- RECORDS SHOWN
------
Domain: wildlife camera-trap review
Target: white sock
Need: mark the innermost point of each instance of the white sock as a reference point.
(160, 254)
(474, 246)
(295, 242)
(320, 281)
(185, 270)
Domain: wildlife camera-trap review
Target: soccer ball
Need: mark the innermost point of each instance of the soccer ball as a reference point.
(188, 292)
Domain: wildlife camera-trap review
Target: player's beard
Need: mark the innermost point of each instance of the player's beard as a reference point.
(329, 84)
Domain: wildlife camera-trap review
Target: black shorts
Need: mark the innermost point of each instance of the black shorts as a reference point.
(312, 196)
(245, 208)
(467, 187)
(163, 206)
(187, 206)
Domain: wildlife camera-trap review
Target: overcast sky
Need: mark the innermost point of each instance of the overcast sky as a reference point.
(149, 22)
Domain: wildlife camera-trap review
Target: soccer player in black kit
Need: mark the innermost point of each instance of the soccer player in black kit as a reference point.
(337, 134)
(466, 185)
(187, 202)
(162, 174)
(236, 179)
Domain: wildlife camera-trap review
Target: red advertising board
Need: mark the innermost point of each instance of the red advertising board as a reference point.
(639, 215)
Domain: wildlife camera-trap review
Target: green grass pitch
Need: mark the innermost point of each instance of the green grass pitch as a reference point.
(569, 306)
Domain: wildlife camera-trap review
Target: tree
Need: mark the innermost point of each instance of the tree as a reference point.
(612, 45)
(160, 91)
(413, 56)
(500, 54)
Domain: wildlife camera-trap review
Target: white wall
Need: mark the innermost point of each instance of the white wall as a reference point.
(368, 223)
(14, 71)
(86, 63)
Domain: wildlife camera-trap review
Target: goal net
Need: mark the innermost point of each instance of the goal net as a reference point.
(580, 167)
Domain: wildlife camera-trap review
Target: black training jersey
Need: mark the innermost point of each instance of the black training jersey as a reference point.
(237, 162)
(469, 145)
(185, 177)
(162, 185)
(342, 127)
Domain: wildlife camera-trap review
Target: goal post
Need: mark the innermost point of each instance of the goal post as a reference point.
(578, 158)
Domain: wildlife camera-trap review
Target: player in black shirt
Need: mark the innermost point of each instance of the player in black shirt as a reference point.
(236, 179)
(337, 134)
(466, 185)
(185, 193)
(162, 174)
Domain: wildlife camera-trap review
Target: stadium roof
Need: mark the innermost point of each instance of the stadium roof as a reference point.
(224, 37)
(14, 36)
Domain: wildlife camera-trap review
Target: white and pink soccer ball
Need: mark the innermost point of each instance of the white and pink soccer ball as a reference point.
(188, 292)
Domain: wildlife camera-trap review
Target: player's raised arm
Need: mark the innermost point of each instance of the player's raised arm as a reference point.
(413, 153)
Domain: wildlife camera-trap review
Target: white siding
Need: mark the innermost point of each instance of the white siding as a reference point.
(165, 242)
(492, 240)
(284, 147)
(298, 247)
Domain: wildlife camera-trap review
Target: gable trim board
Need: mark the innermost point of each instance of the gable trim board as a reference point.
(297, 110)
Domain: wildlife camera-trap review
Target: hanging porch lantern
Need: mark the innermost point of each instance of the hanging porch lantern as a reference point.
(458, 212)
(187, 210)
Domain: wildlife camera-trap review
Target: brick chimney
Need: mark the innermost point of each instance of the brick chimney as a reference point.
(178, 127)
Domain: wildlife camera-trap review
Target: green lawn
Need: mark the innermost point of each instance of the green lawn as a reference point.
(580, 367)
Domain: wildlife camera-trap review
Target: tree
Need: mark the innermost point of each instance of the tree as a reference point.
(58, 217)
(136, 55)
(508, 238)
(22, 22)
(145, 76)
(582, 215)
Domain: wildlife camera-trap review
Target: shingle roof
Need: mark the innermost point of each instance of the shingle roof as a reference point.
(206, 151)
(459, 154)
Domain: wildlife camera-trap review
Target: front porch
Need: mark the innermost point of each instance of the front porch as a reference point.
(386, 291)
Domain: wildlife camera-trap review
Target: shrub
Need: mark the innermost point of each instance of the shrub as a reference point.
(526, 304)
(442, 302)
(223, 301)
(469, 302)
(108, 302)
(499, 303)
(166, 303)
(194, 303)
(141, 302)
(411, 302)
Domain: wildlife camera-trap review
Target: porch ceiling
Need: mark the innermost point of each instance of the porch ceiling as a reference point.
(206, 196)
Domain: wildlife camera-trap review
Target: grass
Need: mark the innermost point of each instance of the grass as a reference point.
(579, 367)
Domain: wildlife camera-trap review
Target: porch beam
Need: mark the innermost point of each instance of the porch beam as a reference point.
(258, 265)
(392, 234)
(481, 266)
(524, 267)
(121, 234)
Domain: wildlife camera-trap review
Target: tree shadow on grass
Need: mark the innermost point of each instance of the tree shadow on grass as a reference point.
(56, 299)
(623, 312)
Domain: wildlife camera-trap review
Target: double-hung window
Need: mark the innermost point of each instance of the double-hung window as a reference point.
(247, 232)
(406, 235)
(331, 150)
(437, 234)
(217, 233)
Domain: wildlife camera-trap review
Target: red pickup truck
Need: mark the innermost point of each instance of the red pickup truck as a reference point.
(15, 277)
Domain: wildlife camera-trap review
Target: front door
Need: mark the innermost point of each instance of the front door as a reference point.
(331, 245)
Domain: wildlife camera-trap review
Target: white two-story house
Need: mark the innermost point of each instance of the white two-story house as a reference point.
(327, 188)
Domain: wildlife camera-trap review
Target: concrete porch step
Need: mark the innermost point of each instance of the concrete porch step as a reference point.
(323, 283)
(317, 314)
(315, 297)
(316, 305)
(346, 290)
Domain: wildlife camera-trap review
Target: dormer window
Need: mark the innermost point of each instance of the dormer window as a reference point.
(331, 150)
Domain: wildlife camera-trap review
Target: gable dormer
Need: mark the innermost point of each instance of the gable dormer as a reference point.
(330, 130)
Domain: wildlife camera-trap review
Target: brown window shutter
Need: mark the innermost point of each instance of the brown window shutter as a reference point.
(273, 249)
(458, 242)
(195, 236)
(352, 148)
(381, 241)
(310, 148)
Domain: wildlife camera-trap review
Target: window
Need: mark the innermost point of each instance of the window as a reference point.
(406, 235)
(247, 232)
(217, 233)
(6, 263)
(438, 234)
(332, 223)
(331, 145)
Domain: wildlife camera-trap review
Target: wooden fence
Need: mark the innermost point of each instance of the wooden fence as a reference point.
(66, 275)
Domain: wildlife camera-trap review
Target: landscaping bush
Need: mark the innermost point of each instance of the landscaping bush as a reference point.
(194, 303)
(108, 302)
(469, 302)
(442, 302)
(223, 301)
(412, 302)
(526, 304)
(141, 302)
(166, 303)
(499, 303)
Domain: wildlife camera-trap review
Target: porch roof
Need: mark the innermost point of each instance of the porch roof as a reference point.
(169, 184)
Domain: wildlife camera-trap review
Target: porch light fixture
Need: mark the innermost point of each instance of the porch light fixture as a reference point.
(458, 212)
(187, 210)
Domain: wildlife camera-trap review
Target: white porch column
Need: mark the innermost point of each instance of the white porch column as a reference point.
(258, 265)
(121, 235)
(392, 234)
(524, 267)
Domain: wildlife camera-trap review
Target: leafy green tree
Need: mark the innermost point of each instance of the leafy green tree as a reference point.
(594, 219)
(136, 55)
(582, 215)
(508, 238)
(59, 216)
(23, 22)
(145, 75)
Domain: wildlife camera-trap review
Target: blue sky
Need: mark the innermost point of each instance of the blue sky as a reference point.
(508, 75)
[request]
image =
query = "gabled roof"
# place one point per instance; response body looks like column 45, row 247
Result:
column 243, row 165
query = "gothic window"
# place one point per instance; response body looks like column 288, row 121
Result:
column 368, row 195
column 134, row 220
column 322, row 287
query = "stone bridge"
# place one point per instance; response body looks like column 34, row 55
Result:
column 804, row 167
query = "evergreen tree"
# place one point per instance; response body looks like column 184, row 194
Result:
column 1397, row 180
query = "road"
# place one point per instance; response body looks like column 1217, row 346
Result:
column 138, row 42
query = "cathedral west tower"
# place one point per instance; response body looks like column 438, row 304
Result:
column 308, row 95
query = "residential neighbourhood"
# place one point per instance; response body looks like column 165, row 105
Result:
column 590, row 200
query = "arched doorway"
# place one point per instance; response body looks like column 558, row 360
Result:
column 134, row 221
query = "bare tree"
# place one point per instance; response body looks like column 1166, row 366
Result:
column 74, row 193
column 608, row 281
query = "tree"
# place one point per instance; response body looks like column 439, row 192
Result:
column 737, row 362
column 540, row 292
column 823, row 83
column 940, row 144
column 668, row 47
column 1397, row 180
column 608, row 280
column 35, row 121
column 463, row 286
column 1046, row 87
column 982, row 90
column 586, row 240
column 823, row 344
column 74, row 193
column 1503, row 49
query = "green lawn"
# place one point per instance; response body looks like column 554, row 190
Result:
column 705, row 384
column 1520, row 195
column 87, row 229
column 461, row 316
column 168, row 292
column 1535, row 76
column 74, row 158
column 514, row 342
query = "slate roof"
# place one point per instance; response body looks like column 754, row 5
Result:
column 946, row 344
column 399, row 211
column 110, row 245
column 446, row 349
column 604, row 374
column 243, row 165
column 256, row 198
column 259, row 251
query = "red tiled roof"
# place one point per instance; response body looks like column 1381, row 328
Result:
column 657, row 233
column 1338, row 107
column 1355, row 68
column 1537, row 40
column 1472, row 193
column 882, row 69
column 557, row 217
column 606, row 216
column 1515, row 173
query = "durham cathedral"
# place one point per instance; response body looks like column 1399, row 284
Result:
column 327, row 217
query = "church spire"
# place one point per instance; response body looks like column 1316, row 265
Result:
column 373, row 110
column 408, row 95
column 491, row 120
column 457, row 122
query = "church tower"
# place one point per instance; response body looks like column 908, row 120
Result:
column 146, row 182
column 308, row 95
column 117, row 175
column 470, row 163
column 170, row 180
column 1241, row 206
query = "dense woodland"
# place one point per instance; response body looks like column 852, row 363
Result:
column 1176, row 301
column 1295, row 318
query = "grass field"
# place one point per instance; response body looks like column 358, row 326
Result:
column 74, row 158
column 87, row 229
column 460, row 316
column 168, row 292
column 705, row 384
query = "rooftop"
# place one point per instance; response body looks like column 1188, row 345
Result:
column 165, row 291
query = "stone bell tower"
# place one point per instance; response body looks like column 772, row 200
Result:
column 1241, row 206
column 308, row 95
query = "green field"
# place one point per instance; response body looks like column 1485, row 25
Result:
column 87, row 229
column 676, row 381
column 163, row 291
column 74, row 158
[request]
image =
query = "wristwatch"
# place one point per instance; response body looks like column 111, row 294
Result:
------
- EXERCISE GOAL
Which lines in the rows above contain the word "board"? Find each one and copy it out in full.

- COMPLETED TASK
Target: red advertising board
Need: mark the innermost point of each instance of the red advertising board as a reference point.
Target: gable trim board
Need: mark the innermost point of each instance of the gable trim board as a reference point.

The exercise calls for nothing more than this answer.